Selected extract START
It was a Sunday afternoon when I knew it was time to go home. Mike and I were packing and making plans to drive to Indiana when my mother called. With desperation in her voice, she told me, "It's time to come home." She didn’t know that we were already packing and getting ready to leave.

Not knowing if we would make it in time, we drove nonstop on the interstate. On the way, I told Mike, "I am not going to see Dad. I only want to be with Mom." I had no intention of seeing my father and my mother knew this; we had talked about it on the phone. I had seen him in the recovery room after surgery and I knew this would be much worse. I would not put myself through that again.

After the ten-hour drive, we arrived at the house and for the first time, my dad was not waiting on the front porch. He had been in bed for more than two weeks, without food and unable to even swallow a teaspoon of water. My mother greeted us at the back door and immediately said to me, "Come see your dad,” which made me mad. I told her no and I unpacked our suitcases. He knew I was there and that was enough.
Selected extract END
» **Problem statement**:
Answer each question from the account of the trip home to Indiana.
(a) Who called while Mike and the narrator were packing?
(b) How long did the drive take?
(c) For how long had the father been in bed?
Source material START
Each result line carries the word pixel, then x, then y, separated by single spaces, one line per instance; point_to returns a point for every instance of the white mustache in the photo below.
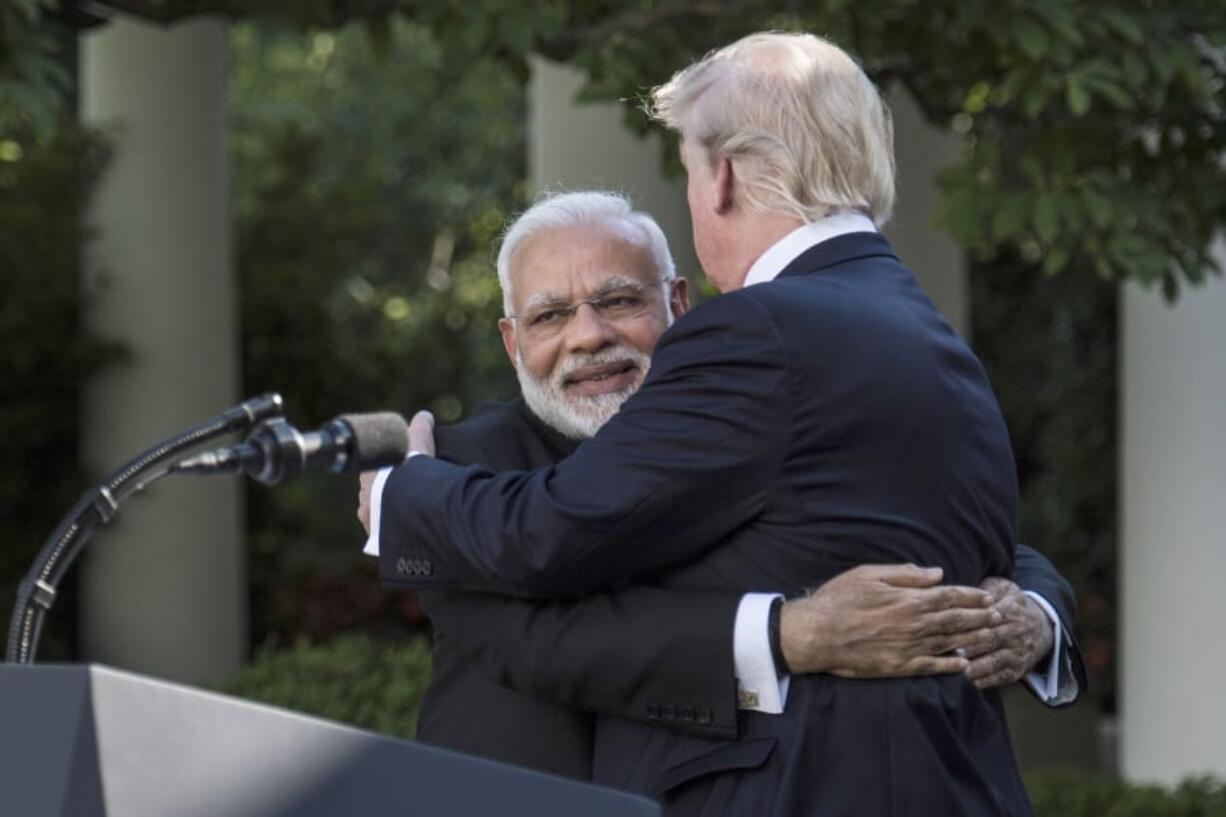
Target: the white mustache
pixel 607 357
Source material END
» **Response box**:
(a) The narrator's mother.
(b) Ten hours.
(c) More than two weeks.